Requirement
In the text about "Living Dog Among Dead Lions," who is the artist chosen to represent Georgia this year?

Text segment
=== Section Start ===
‘Living Dog Among Dead Lions’ consists of a house from the Georgian countryside where it rains inside. Rather than an installation, it is a sculpture that has to be experienced from outside and in the round. The artist chosen to represent Georgia this year is Vajiko Chachkhiani.
In conversation with curator Julian Heynen, Chachkhiani explains the intentionality in the choice of that particular house which has been purchased in its abandoned state by ‘us’. Does that mean that this project has joint authorship or is Chachkhiani claiming co-ownership of something that has been bought by someone else? In anycase, this is not any house but one that conveys ‘a strange feeling because due to the manganese and carbonate mines, everything is covered with black soot’. The colour allegedly carry allusions to heavy industries and to ‘a strong working class history’. I must confess that nothing of this is evident at first sight. To get this one must read the texts that accompany the work. In fact, I thought it was a peasant dwelling not an industrial one.
Having said this, artistic choice seems to be thematised here and not any sort of choice but a Duchampian readymade that in this case does not try to address the issue of the artistic institution and the needed theatrical conditions for a work of art to be considered as such but instead tries to convey a sentimental/nostalgic atmosphere. It does not come as a surprise that Chachkhiani is well known for his installations and films. There is a narrative here that is forced upon the viewer/visitor without giving enough visual evidence.
=== Section End ===
Collected data
=== Section Start ===
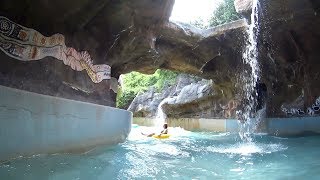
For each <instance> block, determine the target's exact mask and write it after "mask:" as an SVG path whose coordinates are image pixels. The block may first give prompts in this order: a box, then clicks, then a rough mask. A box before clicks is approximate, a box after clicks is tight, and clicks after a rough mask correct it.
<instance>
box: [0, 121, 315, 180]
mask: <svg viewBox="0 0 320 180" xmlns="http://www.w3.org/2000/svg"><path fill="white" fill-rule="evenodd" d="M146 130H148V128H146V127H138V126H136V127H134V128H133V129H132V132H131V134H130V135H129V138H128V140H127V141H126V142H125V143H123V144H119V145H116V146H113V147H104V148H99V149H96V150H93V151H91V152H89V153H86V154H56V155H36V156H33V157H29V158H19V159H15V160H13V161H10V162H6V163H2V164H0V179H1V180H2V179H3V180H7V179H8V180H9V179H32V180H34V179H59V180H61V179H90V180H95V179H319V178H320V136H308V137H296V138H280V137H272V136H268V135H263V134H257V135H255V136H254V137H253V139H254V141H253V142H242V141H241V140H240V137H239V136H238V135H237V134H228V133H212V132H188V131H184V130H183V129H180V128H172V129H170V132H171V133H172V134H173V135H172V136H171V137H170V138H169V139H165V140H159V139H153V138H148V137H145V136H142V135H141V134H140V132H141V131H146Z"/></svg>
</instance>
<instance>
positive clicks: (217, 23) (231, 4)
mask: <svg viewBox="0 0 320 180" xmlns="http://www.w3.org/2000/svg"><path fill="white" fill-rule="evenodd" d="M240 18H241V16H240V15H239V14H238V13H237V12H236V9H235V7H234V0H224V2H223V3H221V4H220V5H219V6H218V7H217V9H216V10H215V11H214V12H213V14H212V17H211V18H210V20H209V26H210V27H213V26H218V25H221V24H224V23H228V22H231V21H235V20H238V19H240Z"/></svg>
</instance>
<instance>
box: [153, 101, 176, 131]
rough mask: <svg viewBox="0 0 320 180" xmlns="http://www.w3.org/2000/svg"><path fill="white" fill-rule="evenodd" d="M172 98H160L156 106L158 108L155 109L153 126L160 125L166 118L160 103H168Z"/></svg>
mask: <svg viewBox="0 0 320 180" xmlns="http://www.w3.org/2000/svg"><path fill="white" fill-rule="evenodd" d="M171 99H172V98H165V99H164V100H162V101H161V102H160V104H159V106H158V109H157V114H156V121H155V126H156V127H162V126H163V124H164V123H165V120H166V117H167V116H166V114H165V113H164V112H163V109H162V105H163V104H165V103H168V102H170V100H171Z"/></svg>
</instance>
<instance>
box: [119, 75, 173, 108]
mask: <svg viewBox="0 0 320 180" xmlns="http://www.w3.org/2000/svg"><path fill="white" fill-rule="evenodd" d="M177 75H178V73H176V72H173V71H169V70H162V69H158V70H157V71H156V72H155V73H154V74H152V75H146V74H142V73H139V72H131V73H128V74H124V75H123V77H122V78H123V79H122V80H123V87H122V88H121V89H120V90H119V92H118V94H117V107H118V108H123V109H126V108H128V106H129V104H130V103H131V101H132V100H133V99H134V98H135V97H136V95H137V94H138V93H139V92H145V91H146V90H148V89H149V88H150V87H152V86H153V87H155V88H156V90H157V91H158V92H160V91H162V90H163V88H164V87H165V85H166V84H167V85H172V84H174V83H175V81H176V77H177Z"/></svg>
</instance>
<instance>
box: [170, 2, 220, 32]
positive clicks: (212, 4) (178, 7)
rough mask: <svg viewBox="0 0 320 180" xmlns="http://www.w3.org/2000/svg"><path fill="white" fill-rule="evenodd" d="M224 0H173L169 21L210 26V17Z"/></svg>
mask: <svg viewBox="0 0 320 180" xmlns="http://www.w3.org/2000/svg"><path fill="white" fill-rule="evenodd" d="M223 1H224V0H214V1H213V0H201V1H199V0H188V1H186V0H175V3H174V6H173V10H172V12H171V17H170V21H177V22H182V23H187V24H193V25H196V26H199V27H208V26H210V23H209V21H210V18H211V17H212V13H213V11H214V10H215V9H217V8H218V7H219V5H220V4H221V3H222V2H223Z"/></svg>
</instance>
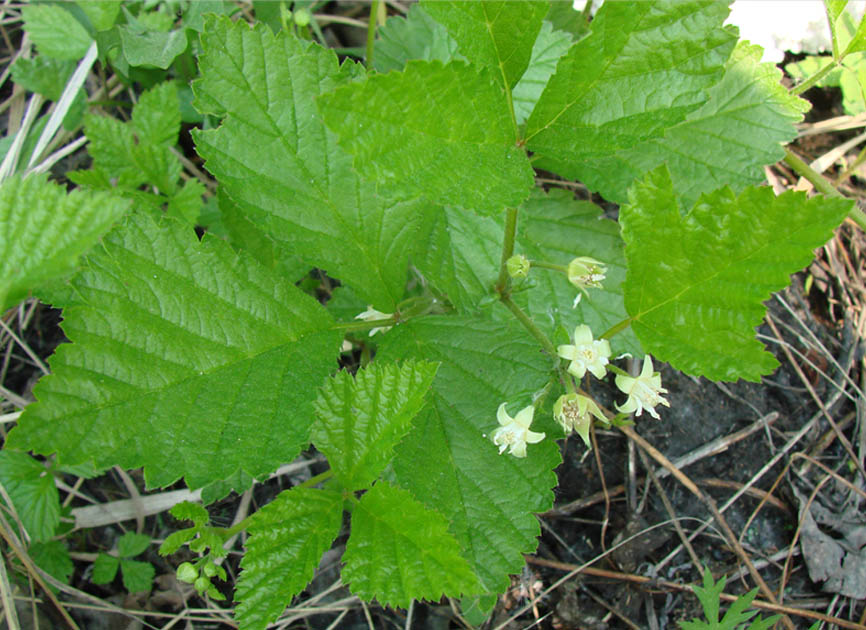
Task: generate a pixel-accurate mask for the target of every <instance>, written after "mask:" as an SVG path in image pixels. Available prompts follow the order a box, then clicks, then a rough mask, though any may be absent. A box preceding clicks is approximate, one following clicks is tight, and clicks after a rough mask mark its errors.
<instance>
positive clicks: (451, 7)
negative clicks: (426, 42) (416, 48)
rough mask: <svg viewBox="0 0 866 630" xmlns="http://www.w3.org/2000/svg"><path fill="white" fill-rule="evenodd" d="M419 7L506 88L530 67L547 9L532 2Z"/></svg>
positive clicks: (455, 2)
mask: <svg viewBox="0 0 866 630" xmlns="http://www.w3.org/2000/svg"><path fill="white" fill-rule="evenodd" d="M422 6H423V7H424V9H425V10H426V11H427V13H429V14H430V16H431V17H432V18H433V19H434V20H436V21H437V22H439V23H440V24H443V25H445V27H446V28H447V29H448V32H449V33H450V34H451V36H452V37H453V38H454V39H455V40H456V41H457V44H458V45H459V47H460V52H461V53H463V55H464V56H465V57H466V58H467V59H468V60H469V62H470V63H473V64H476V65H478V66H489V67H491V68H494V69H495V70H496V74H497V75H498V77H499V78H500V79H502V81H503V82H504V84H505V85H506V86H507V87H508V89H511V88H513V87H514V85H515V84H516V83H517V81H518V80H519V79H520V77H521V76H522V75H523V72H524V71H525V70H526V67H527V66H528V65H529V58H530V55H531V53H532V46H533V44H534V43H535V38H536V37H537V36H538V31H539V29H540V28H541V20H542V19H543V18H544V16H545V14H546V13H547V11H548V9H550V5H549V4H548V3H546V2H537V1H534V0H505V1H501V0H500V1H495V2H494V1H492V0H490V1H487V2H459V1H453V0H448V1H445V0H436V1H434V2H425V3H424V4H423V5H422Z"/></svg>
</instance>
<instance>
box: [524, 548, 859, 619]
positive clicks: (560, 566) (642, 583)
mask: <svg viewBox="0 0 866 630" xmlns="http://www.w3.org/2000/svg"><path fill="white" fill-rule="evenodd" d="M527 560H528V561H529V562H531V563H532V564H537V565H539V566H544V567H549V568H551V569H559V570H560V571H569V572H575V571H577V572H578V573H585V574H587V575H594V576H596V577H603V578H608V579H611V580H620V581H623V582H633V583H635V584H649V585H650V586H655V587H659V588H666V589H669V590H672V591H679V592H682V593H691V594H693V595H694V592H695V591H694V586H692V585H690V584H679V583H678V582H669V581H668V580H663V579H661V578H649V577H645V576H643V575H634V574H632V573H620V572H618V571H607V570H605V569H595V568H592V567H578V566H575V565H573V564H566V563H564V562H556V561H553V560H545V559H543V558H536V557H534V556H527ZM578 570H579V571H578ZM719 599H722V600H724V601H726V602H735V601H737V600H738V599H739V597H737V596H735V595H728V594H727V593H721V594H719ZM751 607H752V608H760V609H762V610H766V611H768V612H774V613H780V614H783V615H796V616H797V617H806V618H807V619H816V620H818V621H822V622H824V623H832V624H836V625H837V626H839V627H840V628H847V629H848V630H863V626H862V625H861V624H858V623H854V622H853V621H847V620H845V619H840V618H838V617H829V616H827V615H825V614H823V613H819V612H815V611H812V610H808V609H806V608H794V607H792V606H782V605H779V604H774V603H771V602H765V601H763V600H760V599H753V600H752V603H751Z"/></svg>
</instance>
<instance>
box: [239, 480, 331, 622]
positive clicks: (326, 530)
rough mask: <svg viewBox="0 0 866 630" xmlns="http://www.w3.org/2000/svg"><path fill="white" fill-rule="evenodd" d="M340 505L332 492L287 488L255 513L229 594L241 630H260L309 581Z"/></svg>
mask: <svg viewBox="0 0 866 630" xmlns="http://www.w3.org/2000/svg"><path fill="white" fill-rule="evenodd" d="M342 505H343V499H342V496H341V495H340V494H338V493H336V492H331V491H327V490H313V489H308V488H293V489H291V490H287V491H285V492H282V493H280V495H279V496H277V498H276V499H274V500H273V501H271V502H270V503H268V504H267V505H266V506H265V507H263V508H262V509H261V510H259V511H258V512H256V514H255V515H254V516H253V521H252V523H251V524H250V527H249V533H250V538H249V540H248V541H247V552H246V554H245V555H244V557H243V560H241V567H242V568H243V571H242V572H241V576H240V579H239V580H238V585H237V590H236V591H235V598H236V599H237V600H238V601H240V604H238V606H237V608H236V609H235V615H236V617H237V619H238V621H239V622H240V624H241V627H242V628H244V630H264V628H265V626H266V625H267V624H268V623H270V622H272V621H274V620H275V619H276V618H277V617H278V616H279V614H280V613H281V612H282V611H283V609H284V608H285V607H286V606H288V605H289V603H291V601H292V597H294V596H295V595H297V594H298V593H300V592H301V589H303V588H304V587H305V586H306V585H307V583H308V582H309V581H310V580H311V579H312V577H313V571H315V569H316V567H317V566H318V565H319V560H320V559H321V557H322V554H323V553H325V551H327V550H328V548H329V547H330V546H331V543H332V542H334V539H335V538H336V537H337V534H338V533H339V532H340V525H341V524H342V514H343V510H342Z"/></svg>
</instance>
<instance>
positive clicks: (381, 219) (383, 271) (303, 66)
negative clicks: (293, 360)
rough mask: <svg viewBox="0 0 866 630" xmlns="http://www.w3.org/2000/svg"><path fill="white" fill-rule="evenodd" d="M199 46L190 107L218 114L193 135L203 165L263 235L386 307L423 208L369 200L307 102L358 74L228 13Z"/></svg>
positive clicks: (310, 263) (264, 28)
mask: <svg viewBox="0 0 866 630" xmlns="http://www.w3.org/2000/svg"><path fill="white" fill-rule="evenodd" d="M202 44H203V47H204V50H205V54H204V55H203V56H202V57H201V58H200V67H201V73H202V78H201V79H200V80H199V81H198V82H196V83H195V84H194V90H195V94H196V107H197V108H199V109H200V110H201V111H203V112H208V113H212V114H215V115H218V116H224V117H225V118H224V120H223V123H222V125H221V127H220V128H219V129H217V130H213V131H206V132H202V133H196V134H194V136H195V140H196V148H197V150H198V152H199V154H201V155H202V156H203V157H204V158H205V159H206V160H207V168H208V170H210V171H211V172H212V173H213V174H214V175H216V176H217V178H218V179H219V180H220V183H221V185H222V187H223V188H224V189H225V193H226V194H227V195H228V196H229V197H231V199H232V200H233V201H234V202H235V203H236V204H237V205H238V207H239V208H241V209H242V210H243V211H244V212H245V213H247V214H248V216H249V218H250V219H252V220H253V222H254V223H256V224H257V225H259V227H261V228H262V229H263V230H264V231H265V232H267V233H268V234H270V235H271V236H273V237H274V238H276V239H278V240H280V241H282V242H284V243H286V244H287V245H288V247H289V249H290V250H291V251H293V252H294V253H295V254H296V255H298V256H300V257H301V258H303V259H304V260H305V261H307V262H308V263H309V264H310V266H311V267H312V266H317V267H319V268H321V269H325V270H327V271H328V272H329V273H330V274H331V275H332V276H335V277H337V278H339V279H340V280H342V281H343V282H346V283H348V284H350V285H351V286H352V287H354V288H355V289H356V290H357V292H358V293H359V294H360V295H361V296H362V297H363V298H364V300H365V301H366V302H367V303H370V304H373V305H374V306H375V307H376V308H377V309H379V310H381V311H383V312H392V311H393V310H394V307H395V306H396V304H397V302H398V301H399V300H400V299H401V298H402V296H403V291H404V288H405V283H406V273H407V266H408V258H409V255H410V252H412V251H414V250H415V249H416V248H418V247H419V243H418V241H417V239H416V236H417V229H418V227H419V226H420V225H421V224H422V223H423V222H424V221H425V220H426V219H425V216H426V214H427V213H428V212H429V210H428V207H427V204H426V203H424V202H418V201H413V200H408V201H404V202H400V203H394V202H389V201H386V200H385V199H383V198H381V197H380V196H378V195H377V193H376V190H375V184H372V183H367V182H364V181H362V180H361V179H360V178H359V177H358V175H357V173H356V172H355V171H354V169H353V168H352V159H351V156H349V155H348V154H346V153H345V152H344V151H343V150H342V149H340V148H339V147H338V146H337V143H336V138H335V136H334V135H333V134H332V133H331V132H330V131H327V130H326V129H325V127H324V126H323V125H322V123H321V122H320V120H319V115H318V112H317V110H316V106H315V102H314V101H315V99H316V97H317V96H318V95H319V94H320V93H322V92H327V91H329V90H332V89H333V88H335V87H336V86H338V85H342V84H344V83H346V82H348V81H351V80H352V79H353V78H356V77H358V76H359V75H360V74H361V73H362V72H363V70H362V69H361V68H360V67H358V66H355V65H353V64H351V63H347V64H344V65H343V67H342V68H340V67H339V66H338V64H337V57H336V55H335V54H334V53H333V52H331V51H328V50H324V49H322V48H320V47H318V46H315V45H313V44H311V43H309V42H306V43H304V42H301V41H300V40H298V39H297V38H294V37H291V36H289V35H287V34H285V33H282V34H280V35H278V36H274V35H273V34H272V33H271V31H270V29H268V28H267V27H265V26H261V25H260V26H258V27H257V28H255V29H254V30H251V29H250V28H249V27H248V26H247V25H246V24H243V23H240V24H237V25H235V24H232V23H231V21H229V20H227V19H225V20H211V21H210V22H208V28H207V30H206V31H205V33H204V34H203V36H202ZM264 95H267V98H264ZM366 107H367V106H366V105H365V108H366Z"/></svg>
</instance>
=== Section End ===
Task solution
Vajiko Chachkhiani